Copy out the listing exactly.

━━━━━━━━

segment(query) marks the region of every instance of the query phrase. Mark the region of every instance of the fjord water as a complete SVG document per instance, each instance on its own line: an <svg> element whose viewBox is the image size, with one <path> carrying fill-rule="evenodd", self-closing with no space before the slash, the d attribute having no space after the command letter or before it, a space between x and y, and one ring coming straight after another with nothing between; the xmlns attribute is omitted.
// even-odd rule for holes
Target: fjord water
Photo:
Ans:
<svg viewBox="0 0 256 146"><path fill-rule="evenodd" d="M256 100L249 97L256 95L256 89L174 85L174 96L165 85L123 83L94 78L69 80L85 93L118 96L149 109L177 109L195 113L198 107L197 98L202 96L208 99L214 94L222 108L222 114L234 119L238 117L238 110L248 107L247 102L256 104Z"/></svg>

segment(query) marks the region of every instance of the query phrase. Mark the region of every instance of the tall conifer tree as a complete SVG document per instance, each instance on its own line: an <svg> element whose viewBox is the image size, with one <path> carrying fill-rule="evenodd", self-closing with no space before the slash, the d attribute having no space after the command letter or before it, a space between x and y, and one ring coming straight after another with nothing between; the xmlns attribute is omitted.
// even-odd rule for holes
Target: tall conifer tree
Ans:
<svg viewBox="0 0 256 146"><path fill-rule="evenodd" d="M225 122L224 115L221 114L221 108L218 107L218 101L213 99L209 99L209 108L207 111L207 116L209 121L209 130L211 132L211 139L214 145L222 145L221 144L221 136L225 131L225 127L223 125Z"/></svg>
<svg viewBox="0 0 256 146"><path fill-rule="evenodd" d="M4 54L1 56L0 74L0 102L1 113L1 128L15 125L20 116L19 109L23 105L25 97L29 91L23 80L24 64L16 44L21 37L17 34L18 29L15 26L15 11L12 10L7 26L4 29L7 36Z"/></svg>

━━━━━━━━

◆ Solution to this problem ◆
segment(query) marks the region of every instance of the query phrase. Mark the region of every instance of the fjord water as a complete SVG document per instance, each instance on its own line: an <svg> element whose viewBox is the image size, with one <path> carrying fill-rule="evenodd", self-closing with no space before the slash, the d attribute having no space after the command letter or before it, a space between x and y, and one ring coming straight after another with nothing between; the xmlns attribute is omitted.
// even-odd rule for holes
Target: fjord water
Photo:
Ans:
<svg viewBox="0 0 256 146"><path fill-rule="evenodd" d="M256 100L249 97L256 95L256 89L174 85L174 96L165 85L123 83L94 78L69 80L85 93L118 96L149 109L177 109L195 113L198 107L197 98L202 96L208 99L214 94L222 108L222 114L234 119L238 117L238 110L248 107L247 102L256 104Z"/></svg>

segment(query) marks the region of every instance of the query phrase. Mark the region of every instance of the tall conifer tree as a complete SVG document per instance, each instance on its own line: an <svg> element whose viewBox is the image size, with one <path> carrying fill-rule="evenodd", self-closing with no space before the slash, the d attribute having no space after the command letter or before it, a space between x and y, and one ring coming straight after another with nothing between; the xmlns attribute is omitted.
// even-odd rule for holes
Target: tall conifer tree
Ans:
<svg viewBox="0 0 256 146"><path fill-rule="evenodd" d="M225 122L224 115L221 114L221 108L218 107L218 101L213 99L209 99L209 108L207 111L207 116L209 121L209 130L211 132L211 139L214 145L222 145L221 144L221 136L225 131L225 127L223 125Z"/></svg>
<svg viewBox="0 0 256 146"><path fill-rule="evenodd" d="M4 54L1 56L0 74L0 102L1 113L1 128L15 125L20 116L19 109L23 105L25 97L29 91L23 80L24 64L16 44L21 37L17 34L18 29L15 26L15 11L12 10L7 26L4 29L7 36Z"/></svg>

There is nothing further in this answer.